Referring expression pointing data:
════════════════════
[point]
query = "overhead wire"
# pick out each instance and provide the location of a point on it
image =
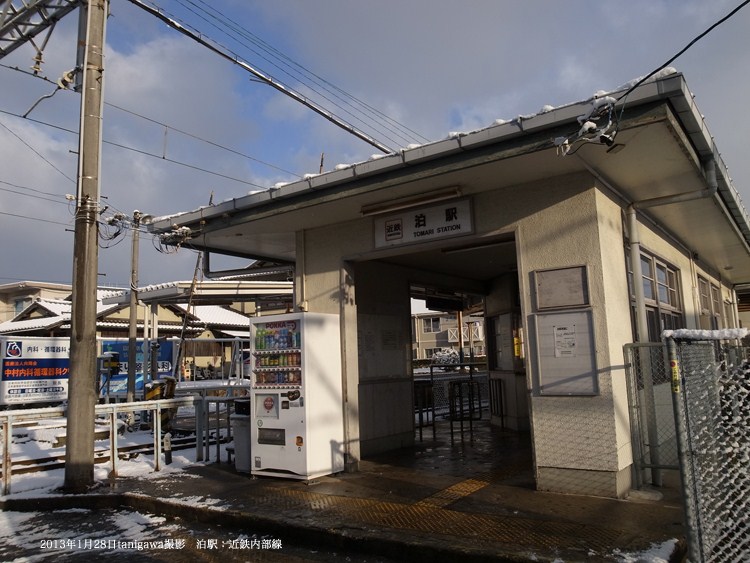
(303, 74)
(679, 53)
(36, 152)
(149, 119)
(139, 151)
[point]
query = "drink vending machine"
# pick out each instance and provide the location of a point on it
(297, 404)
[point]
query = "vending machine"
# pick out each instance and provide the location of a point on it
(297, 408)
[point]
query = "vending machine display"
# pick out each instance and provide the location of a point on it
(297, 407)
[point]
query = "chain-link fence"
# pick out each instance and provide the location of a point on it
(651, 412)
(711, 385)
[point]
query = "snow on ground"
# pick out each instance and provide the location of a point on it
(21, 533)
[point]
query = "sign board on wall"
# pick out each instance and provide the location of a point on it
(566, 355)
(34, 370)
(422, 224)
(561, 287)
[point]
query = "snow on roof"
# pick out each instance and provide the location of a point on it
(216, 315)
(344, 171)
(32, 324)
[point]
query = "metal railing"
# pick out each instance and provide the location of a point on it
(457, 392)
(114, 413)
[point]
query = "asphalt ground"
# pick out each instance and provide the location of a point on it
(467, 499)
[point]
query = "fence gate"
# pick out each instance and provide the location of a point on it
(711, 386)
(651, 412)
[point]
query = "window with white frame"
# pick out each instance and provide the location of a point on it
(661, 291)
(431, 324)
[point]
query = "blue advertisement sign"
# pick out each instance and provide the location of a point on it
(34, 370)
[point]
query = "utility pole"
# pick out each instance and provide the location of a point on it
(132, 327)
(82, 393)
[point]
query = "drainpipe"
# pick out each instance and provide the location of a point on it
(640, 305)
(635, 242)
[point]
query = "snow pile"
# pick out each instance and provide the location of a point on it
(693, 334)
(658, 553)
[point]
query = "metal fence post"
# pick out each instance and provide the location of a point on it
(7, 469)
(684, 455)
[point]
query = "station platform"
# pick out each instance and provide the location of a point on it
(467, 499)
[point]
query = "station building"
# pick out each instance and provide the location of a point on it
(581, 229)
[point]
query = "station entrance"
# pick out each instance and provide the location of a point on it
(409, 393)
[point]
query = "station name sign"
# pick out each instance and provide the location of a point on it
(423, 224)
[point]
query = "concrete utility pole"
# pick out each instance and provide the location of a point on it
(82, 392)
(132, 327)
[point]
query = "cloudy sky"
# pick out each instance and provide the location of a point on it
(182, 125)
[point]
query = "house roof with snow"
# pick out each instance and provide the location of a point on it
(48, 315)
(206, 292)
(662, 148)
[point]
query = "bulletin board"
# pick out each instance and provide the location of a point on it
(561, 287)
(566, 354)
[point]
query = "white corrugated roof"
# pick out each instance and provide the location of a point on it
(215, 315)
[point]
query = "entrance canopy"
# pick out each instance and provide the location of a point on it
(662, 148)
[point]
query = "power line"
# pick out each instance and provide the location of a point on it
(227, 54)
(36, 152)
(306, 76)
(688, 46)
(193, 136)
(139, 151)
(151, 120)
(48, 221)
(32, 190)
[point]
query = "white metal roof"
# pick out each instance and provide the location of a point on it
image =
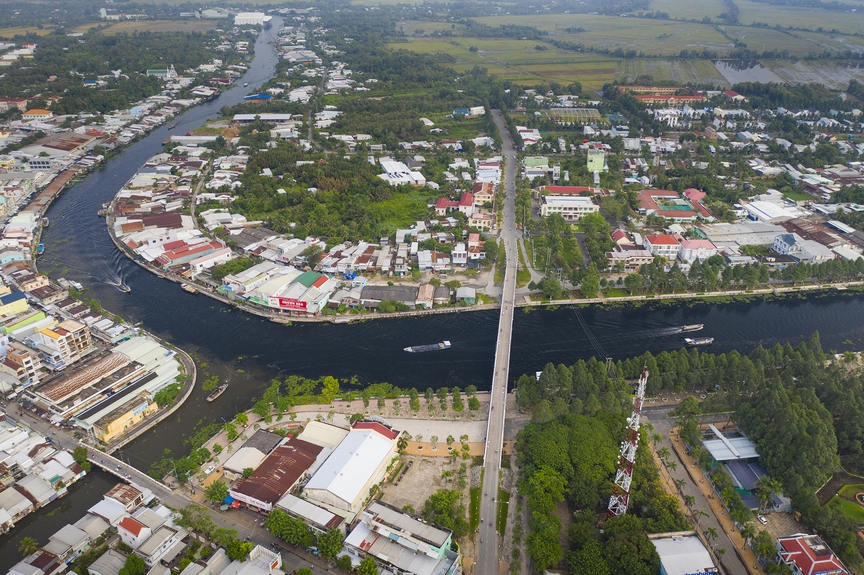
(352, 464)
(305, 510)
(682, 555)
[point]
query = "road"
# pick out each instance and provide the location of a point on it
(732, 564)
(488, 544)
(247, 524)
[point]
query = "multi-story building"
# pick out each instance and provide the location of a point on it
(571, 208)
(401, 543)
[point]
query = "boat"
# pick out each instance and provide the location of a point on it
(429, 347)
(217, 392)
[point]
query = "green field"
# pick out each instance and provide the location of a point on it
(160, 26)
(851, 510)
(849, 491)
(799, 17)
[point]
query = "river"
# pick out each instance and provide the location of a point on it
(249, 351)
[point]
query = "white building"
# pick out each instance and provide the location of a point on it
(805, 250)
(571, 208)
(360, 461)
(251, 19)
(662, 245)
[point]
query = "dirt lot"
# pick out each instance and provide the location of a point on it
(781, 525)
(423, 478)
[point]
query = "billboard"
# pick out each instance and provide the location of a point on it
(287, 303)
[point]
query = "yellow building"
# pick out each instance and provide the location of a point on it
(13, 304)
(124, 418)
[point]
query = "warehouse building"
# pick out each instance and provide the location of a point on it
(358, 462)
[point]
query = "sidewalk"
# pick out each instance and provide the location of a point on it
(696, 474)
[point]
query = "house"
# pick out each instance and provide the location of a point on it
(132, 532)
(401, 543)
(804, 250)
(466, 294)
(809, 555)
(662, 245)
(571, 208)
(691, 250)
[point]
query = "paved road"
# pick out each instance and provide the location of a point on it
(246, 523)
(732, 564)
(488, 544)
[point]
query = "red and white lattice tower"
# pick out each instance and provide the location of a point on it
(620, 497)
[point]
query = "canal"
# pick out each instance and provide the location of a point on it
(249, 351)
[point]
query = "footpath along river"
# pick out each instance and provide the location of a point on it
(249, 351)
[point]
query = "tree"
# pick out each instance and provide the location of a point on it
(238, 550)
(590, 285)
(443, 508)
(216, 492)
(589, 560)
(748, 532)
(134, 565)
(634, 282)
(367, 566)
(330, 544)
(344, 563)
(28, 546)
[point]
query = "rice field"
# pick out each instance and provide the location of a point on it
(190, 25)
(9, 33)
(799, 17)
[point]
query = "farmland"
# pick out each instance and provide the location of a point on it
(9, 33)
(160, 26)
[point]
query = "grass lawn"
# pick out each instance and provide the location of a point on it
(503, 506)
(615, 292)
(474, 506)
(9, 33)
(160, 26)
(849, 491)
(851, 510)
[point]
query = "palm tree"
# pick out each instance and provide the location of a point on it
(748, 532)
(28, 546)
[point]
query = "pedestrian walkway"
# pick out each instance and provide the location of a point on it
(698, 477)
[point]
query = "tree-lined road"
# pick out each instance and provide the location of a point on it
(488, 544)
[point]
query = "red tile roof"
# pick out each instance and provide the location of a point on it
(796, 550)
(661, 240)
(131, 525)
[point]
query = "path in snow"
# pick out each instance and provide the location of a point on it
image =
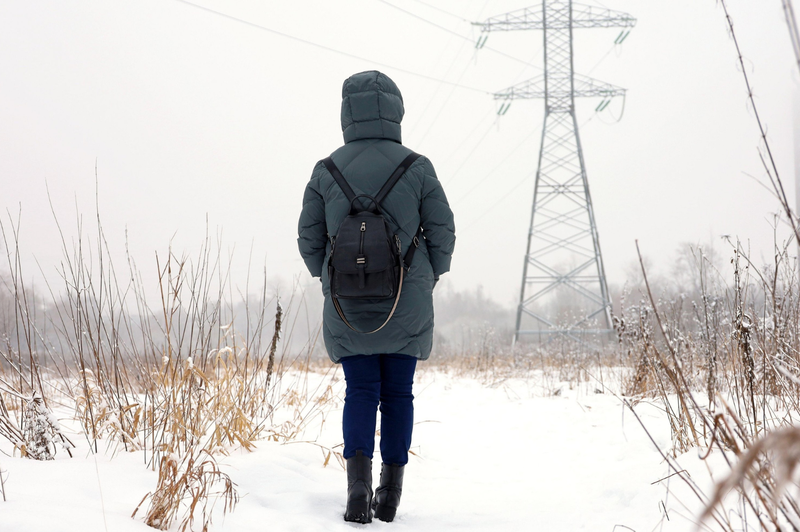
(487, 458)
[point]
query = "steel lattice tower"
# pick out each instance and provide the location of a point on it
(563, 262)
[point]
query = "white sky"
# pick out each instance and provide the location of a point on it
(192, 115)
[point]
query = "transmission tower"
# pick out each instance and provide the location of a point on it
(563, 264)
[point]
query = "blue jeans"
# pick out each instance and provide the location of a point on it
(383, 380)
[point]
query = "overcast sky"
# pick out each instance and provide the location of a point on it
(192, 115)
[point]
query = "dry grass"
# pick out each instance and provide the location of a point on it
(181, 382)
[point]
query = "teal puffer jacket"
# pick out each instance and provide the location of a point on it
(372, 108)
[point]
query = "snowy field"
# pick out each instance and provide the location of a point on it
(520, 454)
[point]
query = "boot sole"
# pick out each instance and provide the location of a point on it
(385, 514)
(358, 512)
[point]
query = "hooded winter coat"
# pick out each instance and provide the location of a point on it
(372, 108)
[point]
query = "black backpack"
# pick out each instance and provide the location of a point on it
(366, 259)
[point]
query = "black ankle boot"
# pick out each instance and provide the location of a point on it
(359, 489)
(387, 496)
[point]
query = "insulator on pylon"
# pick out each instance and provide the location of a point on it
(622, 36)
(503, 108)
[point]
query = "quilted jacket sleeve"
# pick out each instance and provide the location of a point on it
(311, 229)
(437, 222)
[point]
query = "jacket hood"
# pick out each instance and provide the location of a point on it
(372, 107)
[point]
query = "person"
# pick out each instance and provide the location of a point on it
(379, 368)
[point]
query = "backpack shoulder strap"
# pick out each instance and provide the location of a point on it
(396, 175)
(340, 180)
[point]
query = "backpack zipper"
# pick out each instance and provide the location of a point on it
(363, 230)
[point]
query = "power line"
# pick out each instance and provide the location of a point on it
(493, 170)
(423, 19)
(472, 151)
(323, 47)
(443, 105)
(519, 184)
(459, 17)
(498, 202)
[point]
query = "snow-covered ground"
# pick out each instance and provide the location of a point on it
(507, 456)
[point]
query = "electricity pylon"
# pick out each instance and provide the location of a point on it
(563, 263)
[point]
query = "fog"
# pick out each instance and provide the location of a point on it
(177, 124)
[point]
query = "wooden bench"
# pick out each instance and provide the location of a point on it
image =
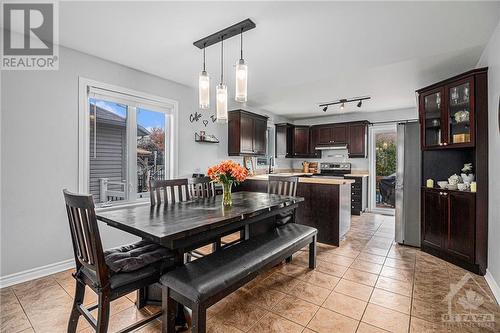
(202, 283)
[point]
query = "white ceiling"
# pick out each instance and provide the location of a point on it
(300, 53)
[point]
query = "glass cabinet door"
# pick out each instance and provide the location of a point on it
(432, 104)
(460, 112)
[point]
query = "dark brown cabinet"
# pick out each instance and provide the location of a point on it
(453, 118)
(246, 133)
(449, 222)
════════════════════
**TASK STATEMENT:**
Go through the records above and return each line in which the word "blue" occurs.

**EXERCISE SOLUTION:**
query = "blue advertisement sign"
query = "blue jeans"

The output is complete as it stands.